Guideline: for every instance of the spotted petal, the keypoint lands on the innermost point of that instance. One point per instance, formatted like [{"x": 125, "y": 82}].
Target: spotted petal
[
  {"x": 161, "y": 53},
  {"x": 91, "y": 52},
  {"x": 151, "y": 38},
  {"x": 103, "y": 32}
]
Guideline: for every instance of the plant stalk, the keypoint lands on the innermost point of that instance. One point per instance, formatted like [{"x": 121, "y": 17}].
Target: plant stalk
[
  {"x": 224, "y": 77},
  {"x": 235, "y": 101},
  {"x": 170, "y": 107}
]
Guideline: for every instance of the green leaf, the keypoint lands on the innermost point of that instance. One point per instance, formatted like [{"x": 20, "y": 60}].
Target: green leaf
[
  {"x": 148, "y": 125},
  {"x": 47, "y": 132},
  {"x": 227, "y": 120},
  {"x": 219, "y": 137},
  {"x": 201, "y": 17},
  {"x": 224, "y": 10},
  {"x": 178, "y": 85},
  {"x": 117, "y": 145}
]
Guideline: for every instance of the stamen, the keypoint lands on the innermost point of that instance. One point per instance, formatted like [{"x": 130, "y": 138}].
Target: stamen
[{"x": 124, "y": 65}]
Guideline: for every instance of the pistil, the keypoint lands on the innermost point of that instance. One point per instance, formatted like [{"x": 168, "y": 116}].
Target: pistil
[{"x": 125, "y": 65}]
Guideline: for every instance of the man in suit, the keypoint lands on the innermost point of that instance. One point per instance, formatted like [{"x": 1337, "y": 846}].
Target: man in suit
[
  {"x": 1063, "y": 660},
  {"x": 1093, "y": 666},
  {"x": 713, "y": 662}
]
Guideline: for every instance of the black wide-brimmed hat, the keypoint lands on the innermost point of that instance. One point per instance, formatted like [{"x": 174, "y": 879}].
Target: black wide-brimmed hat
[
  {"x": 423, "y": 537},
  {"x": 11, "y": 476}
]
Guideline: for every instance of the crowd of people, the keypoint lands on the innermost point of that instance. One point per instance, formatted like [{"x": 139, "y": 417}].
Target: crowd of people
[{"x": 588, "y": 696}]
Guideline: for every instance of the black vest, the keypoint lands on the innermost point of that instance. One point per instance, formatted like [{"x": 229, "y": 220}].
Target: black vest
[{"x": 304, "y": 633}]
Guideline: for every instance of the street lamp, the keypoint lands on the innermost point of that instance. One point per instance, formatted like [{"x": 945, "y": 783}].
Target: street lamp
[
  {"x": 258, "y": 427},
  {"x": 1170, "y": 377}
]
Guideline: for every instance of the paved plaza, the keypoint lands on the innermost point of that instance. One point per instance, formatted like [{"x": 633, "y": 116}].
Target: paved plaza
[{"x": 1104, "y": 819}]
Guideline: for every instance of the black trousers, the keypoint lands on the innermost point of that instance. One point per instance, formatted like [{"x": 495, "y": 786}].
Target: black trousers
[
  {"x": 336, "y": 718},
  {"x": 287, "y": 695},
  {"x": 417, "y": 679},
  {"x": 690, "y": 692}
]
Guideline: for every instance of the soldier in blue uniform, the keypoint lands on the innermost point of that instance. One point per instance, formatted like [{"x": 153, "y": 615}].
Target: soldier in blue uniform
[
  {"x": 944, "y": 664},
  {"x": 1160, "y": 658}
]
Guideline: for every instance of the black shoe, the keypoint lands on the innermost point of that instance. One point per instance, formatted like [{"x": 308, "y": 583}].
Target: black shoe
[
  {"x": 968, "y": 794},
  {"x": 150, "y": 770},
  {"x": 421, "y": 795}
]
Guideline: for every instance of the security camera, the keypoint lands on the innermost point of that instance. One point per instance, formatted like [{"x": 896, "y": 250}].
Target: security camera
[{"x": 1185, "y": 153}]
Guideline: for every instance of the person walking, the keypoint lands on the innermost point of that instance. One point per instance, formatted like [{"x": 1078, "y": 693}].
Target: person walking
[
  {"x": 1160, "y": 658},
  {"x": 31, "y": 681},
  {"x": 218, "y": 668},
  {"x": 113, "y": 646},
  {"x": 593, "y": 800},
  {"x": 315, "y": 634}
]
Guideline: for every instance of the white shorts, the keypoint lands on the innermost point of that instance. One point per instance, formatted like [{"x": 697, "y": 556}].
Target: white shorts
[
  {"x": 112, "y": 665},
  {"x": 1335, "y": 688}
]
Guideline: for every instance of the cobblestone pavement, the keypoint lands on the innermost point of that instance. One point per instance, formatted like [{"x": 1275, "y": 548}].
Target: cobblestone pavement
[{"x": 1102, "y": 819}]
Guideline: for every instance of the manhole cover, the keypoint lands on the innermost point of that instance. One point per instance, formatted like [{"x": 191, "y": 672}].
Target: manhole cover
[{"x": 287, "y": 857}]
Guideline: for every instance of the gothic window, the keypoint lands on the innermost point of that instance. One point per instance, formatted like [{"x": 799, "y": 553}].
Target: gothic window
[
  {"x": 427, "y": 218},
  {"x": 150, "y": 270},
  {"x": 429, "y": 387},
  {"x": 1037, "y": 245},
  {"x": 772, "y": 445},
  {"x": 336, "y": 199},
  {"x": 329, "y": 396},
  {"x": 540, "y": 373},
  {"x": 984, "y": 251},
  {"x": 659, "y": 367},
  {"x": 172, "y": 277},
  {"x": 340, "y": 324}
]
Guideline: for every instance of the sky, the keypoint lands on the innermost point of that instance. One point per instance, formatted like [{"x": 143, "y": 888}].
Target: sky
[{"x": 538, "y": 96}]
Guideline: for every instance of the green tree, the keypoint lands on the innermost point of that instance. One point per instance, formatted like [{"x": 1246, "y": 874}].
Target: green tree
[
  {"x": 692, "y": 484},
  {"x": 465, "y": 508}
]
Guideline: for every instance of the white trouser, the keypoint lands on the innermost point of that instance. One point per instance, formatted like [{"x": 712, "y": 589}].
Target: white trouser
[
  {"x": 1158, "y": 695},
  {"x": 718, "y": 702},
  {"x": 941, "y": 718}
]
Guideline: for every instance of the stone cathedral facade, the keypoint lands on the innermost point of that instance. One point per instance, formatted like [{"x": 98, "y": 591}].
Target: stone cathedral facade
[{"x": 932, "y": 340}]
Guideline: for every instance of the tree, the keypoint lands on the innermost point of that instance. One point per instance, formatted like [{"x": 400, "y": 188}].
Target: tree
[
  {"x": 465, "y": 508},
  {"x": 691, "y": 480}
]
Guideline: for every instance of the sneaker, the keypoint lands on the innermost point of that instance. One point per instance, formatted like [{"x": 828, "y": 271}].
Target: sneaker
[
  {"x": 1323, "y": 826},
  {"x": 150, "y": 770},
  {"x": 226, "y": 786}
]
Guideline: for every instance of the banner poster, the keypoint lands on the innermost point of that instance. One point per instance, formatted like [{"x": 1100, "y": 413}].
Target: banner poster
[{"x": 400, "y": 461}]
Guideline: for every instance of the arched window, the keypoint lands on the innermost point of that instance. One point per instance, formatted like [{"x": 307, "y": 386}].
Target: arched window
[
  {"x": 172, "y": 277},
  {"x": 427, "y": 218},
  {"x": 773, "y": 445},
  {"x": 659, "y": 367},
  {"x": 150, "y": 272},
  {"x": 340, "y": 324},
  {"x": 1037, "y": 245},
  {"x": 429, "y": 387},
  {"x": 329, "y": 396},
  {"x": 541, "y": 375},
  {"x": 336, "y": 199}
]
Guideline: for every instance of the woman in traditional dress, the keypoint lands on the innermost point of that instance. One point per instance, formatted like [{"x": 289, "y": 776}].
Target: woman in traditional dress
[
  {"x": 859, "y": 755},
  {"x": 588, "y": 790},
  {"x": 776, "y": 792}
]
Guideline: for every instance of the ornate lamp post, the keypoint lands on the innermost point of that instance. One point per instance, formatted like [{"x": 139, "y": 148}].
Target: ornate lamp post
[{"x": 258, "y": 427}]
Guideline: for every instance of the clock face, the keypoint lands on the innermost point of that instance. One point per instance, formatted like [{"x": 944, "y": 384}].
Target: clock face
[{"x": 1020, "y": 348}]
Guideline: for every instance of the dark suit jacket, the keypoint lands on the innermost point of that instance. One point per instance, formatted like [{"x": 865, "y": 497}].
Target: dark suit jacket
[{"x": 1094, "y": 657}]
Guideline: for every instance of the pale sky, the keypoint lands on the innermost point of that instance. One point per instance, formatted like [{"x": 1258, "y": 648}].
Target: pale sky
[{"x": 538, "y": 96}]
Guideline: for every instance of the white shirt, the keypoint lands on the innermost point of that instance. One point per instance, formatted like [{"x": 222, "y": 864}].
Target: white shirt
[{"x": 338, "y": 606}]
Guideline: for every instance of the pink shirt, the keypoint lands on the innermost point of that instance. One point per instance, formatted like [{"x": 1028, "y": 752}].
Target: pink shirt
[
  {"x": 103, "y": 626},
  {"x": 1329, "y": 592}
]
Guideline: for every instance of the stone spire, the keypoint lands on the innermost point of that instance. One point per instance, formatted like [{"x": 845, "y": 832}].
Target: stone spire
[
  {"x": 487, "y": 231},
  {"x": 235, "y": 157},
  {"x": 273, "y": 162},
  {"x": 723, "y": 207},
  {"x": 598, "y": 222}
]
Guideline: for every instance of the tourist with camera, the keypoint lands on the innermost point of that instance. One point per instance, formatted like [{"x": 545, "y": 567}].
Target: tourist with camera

> _Challenge_: Rewrite the lines of the listing from the one containing "Guideline: for every instance of the tourist" up to and including the final line, substituting "tourist with backpack" for "tourist with camera" and leaving everything else unchanged.

> _Written answer_:
Guideline: for every instance of the tourist with backpack, the keypoint lands on the innermost point of that instance. One point per instance, formatted like [{"x": 545, "y": 567}].
Target: tourist with backpack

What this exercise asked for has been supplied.